* _Task brief_:
Copy each line of the records that contains the word "truck".
Records for this task START
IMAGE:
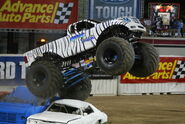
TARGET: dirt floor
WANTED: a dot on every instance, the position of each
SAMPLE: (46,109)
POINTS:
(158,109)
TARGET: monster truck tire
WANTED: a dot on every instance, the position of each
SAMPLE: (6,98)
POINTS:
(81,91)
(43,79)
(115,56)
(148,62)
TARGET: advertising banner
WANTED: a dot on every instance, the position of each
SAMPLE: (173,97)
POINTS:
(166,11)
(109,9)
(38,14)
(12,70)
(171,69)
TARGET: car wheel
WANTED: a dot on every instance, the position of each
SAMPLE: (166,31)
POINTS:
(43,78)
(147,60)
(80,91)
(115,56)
Records for this task END
Records for this task START
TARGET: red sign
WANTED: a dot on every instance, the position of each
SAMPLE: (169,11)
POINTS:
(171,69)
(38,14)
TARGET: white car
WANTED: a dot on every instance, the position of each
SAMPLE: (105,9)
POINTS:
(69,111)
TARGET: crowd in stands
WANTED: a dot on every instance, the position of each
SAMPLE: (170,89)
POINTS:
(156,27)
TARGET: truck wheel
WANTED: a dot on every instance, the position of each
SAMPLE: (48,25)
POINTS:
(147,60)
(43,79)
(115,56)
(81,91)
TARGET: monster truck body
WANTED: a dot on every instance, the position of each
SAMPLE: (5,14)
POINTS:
Records for this task END
* _Answer section_:
TARGET: monster truck tire
TARGET: truck wheel
TARGET: monster truck body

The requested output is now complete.